# Greetings from Los Angeles (a bit long)



## motomuso (May 9, 2016)

They call it the City of Angels but it looks pretty dirty from where I sit. You see, I'm a composer.  
But seriously, sometimes it is possible to love this dirty town. 

I was a gigging musician for years and then got into writing music for ads and TV through connections made while working in production, mainly coordinating large film crew shoots for commercials.

Next, as music director/composer for a TV newsmagazine/gossip strip (5 one-hour shows per week) I met the folks from a large production music library and began doing projects for them after the show was cancelled. Library music! What I had disdained in my youth had somehow become my vocation. I can live with that; in fact I'm very happy to have found this niche. 

Now with the help of this forum I'm attempting to upgrade my skills, stretching into virtual orchestral work with better quality instruments. As an observer/lurker I have been very impressed by the talent, the level of expertise, encouragement, and civility I see on these forums. I look forward to being able to contribute in some way.
--
moto

P.S. I'm always looking for motorcycle riding partners in the L.A. area. To ride with fellow musicians is a rare treat.


----------



## gsilbers (May 9, 2016)

bike yikes! crazy bikers on the 10 and 405 are nuts going between the lane.
but I m jelous to cust my commutes.

anyways... cool to meet other from LA.


----------



## motomuso (May 9, 2016)

gsilbers said:


> bike yikes! crazy bikers on the 10 and 405 are nuts going between the lane.
> but I m jelous to cust my commutes.
> 
> anyways... cool to meet other from LA.


It's such a joy to split the lanes when traffic is crawling. But I won't do it when traffic is going over 30mph. Those fast splitters may not be around very long. 
Nice to meet another 8-core, RME 800 Logic user too. (Westmere here) I'm balking at the jump to El Cap since everything is working well in Mavericks. I missed the Yosemite bus.


----------



## givemenoughrope (May 9, 2016)

Greetings!

Yea, a lot of young and stupid bikers splitting lanes on all the freeways and gunning it even if you are changing lanes...turns driving into babysitting even more. But you sound more like the 'stay alive' type!


----------



## motomuso (May 9, 2016)

givemenoughrope said:


> Greetings!
> 
> Yea, a lot of young and stupid bikers splitting lanes on all the freeways and gunning it even if you are changing lanes...turns driving into babysitting even more. But you sound more like the 'stay alive' type!



Yes, my goal is to stay alive to write and ride another day.

[Object location annotation data]
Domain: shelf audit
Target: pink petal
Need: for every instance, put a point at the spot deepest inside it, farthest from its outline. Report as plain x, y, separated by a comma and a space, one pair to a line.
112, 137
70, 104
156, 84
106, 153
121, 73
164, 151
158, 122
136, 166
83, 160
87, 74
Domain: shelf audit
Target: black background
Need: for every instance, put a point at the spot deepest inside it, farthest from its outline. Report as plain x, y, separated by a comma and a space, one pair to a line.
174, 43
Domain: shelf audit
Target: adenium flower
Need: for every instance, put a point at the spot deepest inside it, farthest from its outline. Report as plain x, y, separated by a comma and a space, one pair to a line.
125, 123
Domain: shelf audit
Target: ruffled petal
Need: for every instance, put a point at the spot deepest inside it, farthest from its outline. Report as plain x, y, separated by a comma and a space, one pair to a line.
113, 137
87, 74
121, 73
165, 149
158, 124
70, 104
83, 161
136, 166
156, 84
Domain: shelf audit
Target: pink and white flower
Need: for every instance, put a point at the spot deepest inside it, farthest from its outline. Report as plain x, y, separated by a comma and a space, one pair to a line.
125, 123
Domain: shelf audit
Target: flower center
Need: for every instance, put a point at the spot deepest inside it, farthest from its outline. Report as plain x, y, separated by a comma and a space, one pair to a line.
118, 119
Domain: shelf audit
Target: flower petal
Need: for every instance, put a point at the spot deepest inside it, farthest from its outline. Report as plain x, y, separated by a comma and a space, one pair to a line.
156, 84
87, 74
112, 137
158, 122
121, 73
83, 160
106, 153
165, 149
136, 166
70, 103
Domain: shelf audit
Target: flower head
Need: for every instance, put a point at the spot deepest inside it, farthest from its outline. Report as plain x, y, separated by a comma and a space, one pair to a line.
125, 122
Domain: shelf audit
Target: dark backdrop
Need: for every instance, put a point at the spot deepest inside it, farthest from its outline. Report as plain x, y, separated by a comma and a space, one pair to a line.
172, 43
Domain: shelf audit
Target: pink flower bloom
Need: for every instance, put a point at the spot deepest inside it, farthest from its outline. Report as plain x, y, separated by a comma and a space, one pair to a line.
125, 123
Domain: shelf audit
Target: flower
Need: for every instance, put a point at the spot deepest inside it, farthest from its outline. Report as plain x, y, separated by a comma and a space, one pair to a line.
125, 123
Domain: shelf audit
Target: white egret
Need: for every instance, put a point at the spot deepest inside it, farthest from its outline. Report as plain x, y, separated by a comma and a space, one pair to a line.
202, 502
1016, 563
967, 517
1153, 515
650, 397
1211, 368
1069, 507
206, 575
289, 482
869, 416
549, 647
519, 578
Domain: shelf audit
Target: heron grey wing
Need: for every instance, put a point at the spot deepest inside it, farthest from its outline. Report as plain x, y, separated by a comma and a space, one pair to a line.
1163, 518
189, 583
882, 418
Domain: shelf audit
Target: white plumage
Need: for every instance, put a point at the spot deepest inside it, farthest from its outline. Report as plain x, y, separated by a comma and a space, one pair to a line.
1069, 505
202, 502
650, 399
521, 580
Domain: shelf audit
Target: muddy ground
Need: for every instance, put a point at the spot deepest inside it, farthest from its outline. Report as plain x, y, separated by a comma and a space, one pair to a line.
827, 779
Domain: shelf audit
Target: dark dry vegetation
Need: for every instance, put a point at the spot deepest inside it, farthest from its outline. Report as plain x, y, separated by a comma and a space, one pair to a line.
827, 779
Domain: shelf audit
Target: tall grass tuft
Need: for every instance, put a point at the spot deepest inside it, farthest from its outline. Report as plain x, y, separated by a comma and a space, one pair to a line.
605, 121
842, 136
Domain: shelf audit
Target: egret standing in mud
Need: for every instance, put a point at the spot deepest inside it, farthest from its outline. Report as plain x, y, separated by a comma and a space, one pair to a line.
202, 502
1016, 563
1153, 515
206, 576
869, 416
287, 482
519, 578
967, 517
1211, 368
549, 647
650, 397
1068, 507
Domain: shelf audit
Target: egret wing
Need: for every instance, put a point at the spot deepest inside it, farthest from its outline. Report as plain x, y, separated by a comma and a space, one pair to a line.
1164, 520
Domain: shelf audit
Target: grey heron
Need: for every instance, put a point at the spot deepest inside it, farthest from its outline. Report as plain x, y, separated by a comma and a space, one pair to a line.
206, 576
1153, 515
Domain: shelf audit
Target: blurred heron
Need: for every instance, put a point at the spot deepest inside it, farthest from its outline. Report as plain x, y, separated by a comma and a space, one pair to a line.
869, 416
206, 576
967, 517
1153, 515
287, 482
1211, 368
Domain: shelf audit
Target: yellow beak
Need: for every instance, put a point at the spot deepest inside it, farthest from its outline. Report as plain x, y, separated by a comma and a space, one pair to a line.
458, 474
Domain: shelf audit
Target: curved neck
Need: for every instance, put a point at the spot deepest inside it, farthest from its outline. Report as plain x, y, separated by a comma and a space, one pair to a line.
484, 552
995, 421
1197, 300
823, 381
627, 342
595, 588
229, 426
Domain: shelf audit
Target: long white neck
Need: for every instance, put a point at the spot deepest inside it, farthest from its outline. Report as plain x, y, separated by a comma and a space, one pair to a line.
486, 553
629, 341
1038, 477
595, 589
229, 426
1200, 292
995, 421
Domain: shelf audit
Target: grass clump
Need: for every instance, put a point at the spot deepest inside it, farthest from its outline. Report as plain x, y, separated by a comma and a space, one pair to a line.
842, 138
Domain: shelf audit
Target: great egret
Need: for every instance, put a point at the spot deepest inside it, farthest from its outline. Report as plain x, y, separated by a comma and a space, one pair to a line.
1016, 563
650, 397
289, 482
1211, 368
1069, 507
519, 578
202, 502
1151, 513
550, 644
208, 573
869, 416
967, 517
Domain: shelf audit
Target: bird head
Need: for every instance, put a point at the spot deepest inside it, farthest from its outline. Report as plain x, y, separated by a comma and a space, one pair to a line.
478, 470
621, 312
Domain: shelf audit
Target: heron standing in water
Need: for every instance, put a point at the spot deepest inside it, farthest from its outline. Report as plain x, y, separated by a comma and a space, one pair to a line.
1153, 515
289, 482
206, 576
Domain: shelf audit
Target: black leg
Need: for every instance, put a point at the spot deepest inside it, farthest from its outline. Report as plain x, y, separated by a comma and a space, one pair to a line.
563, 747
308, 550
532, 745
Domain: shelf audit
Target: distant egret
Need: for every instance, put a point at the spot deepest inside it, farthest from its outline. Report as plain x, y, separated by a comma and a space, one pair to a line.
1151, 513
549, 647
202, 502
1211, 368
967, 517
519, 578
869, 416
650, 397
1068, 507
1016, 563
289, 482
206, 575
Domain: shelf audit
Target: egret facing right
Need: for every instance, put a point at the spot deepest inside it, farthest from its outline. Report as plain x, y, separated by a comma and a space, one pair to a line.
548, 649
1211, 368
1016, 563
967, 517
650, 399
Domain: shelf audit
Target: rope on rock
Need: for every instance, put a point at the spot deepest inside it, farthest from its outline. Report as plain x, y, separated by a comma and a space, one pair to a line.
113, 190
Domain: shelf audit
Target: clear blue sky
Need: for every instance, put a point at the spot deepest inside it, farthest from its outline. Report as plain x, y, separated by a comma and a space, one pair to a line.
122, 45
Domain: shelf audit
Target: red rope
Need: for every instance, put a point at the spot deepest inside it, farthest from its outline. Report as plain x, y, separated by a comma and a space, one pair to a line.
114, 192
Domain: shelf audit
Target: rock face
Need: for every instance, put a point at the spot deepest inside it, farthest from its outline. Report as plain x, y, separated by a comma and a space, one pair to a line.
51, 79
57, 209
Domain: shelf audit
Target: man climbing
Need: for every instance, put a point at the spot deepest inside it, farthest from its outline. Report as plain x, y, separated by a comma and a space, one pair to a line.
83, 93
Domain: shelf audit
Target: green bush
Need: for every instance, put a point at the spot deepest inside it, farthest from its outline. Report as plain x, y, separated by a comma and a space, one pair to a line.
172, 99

→ Set problem:
In the Los Angeles introduction thread, why does motomuso hesitate to move up to El Cap? The records aren't needed here.

→ Finished task:
He is balking at the jump because everything is working well for him in Mavericks.